- **PROBLEM REQUIREMENTS**
No pictures, please. Output the lines from the start of the data through the line that contains "positive clicks: (22, 47) (26, 60)", both included, exactly as they stand.

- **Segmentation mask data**
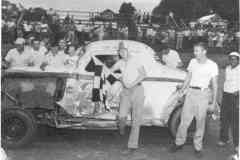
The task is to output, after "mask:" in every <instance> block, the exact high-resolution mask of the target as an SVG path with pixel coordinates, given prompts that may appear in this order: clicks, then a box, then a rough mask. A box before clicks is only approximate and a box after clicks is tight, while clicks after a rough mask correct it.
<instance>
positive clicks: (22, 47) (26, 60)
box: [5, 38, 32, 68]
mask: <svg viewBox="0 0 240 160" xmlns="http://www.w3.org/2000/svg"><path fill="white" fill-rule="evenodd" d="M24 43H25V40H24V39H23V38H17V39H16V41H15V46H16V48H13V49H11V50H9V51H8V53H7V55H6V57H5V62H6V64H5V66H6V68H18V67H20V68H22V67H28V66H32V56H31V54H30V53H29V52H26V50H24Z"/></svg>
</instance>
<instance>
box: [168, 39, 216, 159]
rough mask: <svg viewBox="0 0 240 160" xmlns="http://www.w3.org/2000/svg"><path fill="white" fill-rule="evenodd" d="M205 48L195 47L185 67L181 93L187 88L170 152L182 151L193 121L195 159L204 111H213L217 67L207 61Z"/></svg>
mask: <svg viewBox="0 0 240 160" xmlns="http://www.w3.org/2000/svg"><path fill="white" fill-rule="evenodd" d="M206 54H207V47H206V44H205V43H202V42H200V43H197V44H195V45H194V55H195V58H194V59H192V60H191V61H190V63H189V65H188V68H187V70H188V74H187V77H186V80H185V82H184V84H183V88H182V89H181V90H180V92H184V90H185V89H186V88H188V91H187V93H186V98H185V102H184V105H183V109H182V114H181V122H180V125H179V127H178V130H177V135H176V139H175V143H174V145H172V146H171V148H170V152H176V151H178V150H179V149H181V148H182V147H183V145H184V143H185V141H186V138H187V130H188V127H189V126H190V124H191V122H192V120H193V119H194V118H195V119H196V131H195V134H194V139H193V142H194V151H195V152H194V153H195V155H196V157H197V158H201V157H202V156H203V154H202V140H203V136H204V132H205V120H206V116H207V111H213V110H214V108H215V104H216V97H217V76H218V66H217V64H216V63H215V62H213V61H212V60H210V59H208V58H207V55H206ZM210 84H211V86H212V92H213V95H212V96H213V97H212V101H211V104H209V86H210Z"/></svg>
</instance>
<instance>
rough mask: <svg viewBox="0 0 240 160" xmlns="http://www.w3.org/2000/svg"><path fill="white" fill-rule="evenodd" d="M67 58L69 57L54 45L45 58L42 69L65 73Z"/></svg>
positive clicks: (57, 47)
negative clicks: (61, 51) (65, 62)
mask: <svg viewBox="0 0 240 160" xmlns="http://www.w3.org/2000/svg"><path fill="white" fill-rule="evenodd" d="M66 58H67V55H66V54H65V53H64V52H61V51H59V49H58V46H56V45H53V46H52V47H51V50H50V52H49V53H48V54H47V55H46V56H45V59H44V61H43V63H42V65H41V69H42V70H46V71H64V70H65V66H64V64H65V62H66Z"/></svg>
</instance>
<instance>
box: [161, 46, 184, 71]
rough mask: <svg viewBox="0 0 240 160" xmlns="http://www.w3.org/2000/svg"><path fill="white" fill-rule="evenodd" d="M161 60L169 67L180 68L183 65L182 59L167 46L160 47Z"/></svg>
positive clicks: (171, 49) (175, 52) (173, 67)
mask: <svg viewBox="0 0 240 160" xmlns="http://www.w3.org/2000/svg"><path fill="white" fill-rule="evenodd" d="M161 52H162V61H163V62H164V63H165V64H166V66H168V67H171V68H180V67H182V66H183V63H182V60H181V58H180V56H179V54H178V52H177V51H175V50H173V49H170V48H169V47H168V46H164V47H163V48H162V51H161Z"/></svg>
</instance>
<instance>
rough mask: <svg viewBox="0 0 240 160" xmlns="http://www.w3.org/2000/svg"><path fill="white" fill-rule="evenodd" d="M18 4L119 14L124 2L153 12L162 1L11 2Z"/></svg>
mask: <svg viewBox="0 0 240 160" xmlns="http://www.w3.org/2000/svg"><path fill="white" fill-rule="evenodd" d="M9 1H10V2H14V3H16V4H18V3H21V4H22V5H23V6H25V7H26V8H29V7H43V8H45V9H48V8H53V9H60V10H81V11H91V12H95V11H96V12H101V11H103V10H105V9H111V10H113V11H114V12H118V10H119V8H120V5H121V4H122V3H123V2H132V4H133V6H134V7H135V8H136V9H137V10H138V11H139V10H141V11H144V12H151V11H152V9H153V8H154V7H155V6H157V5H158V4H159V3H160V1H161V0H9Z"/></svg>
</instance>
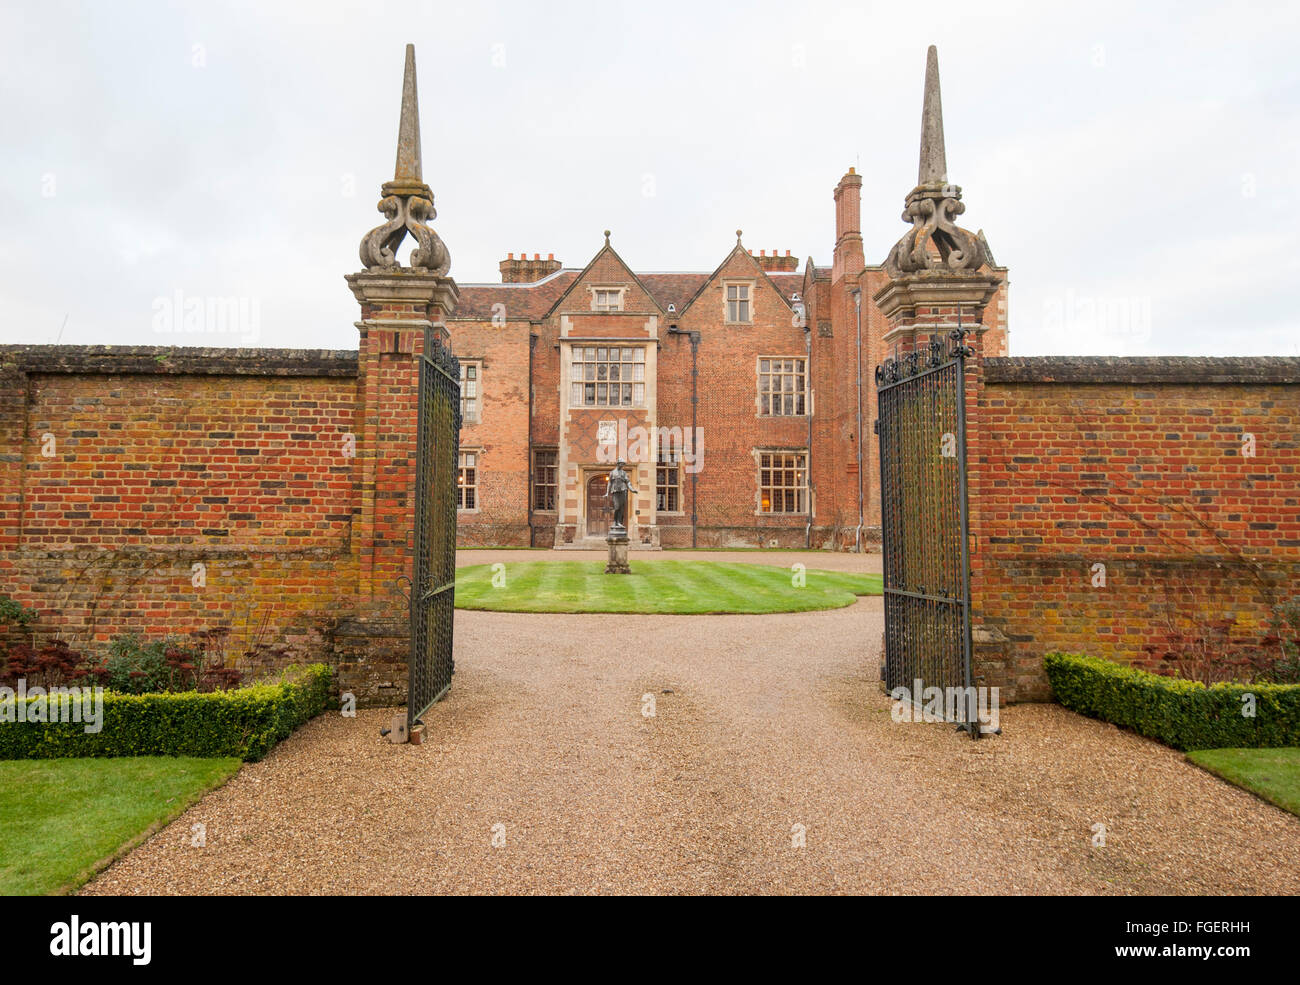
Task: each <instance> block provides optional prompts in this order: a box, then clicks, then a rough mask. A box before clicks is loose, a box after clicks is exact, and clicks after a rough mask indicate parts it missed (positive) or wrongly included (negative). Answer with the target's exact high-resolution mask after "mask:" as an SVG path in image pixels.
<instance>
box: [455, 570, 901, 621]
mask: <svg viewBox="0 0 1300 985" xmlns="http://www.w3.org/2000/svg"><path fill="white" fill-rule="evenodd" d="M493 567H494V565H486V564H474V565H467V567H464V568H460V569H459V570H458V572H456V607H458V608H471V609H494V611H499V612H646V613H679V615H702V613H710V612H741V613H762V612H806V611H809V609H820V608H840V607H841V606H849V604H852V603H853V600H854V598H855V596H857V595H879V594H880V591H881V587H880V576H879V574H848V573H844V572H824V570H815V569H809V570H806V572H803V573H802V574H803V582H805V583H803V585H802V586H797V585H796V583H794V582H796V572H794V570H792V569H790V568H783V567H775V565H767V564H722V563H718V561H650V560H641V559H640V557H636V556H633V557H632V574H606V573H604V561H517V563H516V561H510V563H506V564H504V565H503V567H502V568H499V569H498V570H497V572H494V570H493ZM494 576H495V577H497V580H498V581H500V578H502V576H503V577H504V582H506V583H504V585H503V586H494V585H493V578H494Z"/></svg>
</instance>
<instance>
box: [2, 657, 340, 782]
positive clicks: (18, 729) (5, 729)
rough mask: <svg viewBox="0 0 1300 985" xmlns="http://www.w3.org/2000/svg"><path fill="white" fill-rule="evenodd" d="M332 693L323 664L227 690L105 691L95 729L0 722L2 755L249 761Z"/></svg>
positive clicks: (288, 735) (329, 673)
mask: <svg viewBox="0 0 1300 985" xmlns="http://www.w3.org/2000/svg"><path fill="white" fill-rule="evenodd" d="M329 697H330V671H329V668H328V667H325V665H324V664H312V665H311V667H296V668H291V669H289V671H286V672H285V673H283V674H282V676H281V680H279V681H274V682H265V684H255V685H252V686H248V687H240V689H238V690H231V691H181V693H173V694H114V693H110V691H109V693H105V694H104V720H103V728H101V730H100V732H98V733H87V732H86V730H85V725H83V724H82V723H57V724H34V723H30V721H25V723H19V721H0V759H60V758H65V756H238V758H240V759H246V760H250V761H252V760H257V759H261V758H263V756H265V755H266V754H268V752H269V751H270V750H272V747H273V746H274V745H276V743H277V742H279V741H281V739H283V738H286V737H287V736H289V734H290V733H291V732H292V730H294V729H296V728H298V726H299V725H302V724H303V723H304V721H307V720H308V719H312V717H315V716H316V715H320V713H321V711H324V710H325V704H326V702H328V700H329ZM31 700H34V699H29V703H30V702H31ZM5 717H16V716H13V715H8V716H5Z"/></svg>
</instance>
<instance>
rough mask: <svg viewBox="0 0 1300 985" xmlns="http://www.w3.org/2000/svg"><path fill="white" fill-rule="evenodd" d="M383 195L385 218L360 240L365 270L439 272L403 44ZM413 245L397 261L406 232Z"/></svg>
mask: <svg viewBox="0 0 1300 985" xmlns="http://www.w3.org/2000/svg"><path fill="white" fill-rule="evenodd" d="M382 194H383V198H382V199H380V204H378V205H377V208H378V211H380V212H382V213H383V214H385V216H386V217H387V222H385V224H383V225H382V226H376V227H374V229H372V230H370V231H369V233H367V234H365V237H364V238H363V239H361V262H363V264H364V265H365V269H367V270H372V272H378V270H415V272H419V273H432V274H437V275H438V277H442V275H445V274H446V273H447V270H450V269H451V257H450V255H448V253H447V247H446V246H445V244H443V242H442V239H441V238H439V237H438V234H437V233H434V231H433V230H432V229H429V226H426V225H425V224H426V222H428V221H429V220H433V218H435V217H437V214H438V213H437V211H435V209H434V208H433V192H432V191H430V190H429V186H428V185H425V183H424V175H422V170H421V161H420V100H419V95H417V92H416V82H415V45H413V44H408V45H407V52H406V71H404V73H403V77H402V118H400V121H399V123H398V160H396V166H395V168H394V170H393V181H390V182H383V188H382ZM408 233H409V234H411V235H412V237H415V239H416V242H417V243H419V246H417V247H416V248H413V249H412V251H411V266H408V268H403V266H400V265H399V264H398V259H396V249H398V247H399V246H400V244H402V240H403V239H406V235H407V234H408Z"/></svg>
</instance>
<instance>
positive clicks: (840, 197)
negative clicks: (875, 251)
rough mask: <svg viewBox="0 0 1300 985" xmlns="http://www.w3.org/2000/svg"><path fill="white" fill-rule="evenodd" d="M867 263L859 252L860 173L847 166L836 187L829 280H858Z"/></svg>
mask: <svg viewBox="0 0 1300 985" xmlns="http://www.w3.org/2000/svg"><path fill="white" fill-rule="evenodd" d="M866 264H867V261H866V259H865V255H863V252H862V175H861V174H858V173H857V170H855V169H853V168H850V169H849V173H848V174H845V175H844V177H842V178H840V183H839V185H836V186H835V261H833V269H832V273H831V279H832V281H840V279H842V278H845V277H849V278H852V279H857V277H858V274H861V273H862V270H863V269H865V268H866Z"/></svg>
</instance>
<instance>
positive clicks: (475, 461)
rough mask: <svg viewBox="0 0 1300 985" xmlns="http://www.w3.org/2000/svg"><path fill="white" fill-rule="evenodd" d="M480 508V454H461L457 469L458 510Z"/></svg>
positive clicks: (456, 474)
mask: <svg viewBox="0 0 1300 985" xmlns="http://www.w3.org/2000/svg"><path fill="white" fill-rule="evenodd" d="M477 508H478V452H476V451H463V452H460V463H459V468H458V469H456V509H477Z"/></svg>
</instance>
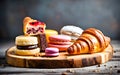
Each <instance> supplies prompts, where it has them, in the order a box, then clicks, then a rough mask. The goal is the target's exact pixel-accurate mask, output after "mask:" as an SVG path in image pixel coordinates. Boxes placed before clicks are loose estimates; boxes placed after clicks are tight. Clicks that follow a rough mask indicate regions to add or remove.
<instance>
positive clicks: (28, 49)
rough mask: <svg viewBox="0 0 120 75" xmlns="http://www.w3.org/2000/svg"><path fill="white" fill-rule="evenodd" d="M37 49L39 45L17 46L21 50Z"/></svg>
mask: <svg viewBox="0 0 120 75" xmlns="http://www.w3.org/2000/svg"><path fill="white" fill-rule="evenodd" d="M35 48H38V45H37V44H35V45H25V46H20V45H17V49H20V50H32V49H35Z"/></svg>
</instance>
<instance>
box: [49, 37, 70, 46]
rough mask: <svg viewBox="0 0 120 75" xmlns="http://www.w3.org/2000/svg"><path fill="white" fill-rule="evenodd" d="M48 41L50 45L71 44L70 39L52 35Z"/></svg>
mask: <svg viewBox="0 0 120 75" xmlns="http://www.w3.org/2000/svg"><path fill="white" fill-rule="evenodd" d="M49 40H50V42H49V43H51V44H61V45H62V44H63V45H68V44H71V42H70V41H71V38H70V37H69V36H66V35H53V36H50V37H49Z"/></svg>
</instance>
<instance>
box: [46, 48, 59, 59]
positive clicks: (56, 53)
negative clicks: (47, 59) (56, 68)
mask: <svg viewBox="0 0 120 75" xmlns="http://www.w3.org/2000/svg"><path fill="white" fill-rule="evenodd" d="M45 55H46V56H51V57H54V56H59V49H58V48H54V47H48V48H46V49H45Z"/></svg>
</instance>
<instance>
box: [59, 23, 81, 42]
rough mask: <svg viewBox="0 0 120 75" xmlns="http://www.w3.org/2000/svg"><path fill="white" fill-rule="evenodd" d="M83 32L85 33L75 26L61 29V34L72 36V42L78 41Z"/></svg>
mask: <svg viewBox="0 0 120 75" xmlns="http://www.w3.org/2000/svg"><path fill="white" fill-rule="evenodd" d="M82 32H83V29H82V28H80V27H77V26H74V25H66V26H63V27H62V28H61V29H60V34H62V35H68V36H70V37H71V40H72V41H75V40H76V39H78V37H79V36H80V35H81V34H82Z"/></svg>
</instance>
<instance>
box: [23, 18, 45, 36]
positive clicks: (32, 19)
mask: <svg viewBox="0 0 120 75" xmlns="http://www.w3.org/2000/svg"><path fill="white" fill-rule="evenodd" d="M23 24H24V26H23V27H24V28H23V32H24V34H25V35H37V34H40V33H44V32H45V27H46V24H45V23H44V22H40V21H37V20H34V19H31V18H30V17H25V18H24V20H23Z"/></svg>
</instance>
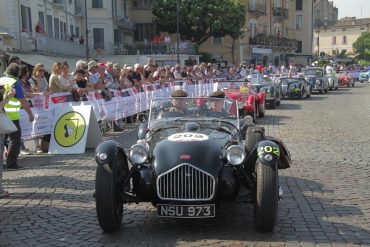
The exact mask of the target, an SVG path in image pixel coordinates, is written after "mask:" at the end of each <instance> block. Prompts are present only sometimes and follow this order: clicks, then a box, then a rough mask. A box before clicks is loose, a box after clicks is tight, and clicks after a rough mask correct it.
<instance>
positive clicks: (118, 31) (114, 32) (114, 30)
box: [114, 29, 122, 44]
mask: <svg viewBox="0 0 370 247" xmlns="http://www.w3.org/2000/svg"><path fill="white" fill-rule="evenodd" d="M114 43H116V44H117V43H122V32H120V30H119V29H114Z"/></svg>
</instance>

- **RESULT**
The task is to output, after "mask:" in every <instance> block, the exact high-resolution mask of the target as an SVG path with pixel coordinates, given prompts that may appear in this order: clicks, then a box, then a rough mask. A box before clicks is only approximate and a box after clicks is tight, while clicks after a rough mask correct it.
<instance>
positive clicks: (22, 47) (26, 60)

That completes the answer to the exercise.